Because my husband insisted on family trips; because I had my children cook with me; because I discussed my kids' books with them; because I lightened up over the years; and then finally, because I learned to listen to my kids even when I disagreed with them...I believe that, enough of the time (whatever "enough" is), I was "there for them" or "there with them".  The homeschooling helped...but it wasn't just that I homeschooled them.  It was because I learned to set aside the slavery to a pre-planned curriculum and accountability, as well as my slavery to my family.  I could work hard for my family but I eventually had to learn to put them ahead of all the tasks that I did for them. I also learned to deal with my own issues, instead of sweeping them under the rug, so that I could better help them deal with theirs (okay, maybe that wasn't the reason I dealt with mine, but being better able to help them was part of the result). And I learned to have some time to myself, so that when I have time with them, I can be there for them and with them.

Whether you homeschool, or you run a chauffering service to school and soccer and dance, whether you're a parent or a spouse, or a single person, I would like to invite you to learn a lesson that I learned, a lesson that I am still working on learning, every single day.  Be present in the moment. By that, I don't mean you should never deal with past issues; dealing with them may help you to live in the present.  I don't mean you shouldn't have dreams and goals for the future.  That may help you to be happier, as well as to have more "moments" in the future.

But, let's keep on trying to be present to those we love.  If you have children, I would encourage you to read to them. Listen to them read to you.  If they know how to read and you are not comfortable with introducing reading aloud together at this point, then read some of what they read, too, and discuss it together, in a friendly way.  Sit side by side if you read together, or while you help them with homework.  Sit side by side on the sofa and look through photo albums (Am I dating myself? Okay, look at pictures on the laptop?).  When your teens say things that you find outrageous, you may want to ask them to talk about those things out of earshot of the 'littles', but find a time and place that they can discuss them - and be willing to hear them out.  Give your own views gently, not as though it's as simple as them being wrong and you being right because you are the parent, but truly listening, and then give them valid reasons for your position...or do research together on the topic.

After all my years of parenting, I would never presume to tell anyone how they should school their children (away, at home, or how), but if there is one thing I have learned to be aware of - one thing I should probably work on, all my life - it is the need to be present to those we love, not every minute, not without our own hobbies, our own friends, our own life but, at least some of the time, to take the time and energy to just "be there"...truly and openly "there". 

God bless you.

# WHAT YOU NEED TO DO
1. In the parenting reflection, what lesson does the writer invite readers to learn?
2. Write out the section of the parenting reflection starting at "Whether you homeschool, or" and ending at "in the future.", swapping "dreams" for "hopes".

# DATA RECORDS
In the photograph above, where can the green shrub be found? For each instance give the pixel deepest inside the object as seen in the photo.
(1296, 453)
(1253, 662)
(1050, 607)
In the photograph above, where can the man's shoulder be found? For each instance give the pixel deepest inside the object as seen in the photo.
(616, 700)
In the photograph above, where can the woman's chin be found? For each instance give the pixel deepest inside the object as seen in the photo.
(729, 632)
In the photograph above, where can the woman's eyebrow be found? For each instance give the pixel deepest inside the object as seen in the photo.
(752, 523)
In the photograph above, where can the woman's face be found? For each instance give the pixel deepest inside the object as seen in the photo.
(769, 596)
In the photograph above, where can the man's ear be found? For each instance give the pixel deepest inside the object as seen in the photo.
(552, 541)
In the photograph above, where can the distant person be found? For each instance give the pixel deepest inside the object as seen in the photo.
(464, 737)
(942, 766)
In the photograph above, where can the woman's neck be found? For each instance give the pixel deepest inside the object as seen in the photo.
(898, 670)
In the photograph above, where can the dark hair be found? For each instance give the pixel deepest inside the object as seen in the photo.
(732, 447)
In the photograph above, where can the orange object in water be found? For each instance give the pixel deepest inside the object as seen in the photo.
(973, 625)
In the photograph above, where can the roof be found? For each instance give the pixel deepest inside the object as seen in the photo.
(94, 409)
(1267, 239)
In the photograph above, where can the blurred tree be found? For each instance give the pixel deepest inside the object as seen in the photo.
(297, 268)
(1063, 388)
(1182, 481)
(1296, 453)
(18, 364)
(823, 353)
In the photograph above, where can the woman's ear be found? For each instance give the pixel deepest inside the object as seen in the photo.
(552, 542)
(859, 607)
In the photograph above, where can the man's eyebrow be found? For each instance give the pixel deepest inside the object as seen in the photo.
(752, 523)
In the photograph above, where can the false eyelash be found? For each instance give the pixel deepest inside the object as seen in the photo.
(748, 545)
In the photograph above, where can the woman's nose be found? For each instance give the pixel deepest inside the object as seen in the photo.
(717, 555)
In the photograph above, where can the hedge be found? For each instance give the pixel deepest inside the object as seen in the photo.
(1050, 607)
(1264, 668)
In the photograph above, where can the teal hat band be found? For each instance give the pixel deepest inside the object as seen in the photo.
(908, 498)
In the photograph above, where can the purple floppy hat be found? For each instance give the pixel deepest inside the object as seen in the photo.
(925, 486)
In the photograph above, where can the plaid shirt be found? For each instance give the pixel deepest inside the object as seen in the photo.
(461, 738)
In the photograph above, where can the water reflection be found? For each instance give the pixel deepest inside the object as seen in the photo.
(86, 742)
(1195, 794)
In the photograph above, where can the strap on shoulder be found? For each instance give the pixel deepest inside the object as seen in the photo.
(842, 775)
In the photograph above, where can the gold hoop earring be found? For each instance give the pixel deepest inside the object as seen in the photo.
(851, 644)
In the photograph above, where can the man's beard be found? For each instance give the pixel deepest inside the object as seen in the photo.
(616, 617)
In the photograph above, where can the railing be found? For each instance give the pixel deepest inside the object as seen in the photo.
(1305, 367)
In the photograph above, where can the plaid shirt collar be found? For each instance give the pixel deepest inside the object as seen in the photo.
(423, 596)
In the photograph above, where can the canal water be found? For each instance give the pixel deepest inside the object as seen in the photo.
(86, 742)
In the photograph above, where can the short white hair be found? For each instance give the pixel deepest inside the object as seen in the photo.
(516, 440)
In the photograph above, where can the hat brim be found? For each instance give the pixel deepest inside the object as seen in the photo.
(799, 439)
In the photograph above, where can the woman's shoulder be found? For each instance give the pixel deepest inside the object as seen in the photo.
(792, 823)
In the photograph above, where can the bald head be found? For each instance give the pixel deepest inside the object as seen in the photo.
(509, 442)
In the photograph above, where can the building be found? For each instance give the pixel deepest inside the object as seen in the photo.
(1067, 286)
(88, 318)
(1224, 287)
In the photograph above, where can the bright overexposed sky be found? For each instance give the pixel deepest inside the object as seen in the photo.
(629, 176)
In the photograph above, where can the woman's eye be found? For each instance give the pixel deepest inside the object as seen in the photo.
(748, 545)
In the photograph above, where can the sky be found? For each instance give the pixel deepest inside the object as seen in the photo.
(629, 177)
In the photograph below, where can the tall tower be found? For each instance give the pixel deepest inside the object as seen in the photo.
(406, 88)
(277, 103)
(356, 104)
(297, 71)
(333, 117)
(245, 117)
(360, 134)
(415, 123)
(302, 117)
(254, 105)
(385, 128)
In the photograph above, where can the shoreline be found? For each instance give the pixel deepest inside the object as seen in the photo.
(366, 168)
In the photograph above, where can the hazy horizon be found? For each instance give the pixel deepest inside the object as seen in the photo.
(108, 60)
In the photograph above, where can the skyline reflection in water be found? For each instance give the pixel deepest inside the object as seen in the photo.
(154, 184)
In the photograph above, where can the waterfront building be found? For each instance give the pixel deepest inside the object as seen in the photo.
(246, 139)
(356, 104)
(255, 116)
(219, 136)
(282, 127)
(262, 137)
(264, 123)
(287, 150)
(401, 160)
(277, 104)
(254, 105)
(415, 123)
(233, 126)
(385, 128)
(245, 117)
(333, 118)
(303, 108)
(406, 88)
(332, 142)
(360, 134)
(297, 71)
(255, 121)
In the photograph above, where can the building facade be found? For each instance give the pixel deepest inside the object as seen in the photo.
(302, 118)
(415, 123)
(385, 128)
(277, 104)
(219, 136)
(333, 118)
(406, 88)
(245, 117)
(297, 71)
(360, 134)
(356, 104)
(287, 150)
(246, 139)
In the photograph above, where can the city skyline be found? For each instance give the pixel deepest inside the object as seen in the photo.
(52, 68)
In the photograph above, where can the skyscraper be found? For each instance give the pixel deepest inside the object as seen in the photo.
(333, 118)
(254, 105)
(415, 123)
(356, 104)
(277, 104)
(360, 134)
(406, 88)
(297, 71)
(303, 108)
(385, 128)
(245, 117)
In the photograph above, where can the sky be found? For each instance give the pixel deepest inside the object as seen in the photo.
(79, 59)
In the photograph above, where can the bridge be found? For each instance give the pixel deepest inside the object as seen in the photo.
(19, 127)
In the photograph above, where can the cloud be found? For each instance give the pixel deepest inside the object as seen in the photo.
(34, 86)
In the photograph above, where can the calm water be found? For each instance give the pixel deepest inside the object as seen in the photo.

# RESULTS OF THE EXERCISE
1. Be present in the moment.

2.
Whether you homeschool, or you run a chauffering service to school and soccer and dance, whether you're a parent or a spouse, or a single person, I would like to invite you to learn a lesson that I learned, a lesson that I am still working on learning, every single day.  Be present in the moment. By that, I don't mean you should never deal with past issues; dealing with them may help you to live in the present.  I don't mean you shouldn't have hopes and goals for the future.  That may help you to be happier, as well as to have more "moments" in the future.